Short exercise:
Rewrite the material from the line containing "find the plaid shirt in the photo above" through the end, inclusive, replacing "Query" with "Target" and leaving everything else unchanged.
* * * * * * *
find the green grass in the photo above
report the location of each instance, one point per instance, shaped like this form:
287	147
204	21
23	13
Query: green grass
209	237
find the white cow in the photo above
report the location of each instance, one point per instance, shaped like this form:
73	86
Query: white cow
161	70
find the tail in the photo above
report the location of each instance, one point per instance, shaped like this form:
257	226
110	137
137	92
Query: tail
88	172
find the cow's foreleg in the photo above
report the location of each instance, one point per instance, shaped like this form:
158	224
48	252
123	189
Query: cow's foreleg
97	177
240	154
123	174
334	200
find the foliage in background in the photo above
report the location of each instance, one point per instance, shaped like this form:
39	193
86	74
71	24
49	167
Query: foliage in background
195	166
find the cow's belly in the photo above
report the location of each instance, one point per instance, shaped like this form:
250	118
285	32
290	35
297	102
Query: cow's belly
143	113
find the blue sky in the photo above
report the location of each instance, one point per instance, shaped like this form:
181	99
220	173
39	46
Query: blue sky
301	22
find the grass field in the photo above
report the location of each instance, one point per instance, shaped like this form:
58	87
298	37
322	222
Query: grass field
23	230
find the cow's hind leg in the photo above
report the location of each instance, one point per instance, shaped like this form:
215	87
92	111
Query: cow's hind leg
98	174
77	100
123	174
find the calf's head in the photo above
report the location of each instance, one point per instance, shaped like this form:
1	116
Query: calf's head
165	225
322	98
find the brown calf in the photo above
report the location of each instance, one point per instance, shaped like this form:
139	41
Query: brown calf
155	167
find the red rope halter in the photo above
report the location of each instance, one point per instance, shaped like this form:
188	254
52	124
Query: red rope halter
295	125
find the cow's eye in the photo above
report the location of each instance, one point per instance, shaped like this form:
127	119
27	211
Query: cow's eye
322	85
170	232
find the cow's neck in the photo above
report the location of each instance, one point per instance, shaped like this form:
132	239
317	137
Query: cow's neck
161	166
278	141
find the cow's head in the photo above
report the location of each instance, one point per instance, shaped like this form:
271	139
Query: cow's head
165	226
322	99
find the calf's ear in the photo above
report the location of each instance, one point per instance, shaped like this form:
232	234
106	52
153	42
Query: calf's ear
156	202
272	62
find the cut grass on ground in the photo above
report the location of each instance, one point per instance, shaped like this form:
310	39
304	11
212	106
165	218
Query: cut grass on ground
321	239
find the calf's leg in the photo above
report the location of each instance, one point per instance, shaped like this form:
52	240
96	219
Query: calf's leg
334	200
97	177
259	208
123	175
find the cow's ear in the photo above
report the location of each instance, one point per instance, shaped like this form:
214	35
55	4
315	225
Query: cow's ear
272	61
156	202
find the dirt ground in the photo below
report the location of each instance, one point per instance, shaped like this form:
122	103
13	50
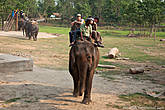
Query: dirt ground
46	89
20	34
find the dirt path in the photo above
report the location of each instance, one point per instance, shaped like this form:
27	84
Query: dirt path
20	34
45	89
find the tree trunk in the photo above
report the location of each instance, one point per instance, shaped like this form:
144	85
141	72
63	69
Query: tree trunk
152	30
154	33
2	23
113	53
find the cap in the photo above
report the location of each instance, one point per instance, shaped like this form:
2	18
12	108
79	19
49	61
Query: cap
78	15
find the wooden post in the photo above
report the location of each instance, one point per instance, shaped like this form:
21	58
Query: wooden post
16	23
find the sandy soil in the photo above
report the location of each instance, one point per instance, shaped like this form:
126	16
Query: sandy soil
45	89
20	34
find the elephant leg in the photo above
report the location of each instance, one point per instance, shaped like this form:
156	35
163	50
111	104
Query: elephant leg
88	84
76	82
83	75
74	73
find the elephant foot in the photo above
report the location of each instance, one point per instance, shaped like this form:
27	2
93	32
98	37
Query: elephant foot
86	101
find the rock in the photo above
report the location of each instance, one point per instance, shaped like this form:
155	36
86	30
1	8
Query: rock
122	58
107	66
113	53
136	70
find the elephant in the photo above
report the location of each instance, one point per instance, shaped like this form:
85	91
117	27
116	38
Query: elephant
83	60
31	30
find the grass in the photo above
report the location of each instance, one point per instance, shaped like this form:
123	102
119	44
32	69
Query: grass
143	100
55	50
12	100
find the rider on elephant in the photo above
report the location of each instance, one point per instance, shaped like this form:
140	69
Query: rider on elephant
96	35
75	28
86	30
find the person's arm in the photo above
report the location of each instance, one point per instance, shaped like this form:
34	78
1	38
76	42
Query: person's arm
72	23
90	36
81	36
81	29
96	25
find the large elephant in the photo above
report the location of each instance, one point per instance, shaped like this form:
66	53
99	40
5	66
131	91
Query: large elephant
83	60
31	30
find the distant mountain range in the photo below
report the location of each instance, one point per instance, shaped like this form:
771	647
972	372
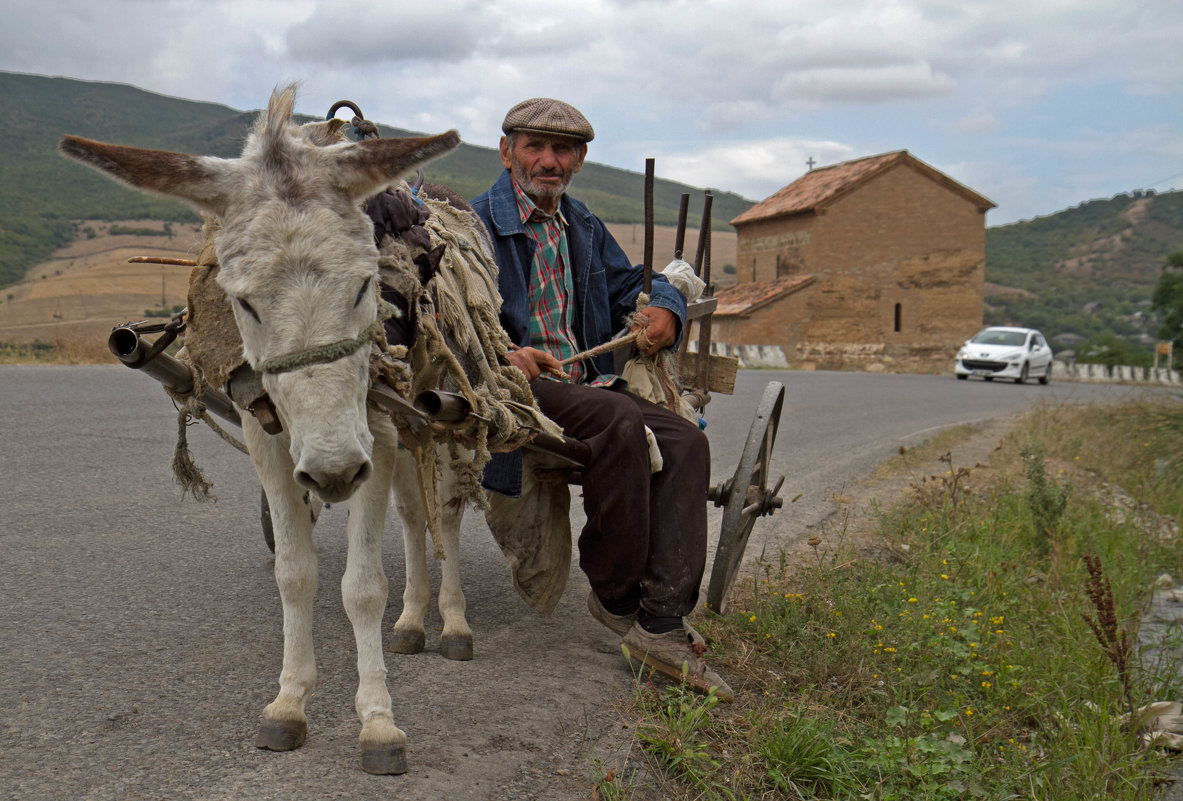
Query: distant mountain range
1086	271
41	193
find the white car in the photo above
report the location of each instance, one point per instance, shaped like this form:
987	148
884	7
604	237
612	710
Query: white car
1002	351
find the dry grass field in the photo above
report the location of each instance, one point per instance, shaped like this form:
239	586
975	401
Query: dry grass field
89	286
75	298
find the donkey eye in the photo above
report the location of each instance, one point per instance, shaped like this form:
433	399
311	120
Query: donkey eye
361	294
249	309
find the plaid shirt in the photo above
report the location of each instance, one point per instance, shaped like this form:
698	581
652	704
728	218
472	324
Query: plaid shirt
551	316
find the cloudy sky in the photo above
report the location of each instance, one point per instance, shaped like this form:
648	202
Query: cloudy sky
1038	104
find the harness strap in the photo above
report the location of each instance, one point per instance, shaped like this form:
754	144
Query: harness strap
330	351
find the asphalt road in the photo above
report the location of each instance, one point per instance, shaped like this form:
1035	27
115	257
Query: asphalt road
141	635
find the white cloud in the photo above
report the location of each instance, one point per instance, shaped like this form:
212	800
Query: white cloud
754	169
977	122
730	79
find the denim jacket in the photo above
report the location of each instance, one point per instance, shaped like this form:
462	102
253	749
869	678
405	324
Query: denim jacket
605	289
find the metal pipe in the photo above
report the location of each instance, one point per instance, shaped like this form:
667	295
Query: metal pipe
125	343
680	237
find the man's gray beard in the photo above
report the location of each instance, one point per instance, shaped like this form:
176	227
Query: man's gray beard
532	189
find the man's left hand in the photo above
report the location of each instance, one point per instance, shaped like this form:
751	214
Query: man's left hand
* * * * * * *
Solution to the problem:
find the plaid shirt in the photo above
report the location of each instance, one point per instance, shaped like this form:
698	581
652	704
728	218
472	324
Target: plaid shirt
551	316
find the cloudy sky in the photo above
report the location of each instance, one point per instance, shaped like this form:
648	202
Target: cloudy sky
1038	104
find the harness strap in the photo above
report the location of each instance, one point per instance, shaped like this form:
754	144
Target: harness strap
330	351
find the asphalt road in the photo above
report the location of each instance, one point per instance, shaped like this form:
1035	27
115	257
Target: asphalt road
141	635
find the white cloud in the photo above
report the location of each instance, one point per instance, shaped like this form:
212	800
Target: white cloud
754	169
977	122
730	79
find the denim jacket in the photo above
report the location of each instance, one point per instance, shaped like this form:
462	102
253	749
869	678
405	324
Target: denim jacket
605	289
find the metal pipe in the photo above
report the location of each instance, one point per instance, shaped like this form:
667	295
Target: metal pipe
125	343
680	237
find the man's gray beard in the photo above
report the location of each instance, one point per instance, shaped like this form:
176	227
Target: man's gray beard
532	189
find the man's left hand in the photo above
report the location of each instance, one point per instance, shaped like this form:
751	214
Target: man's left hand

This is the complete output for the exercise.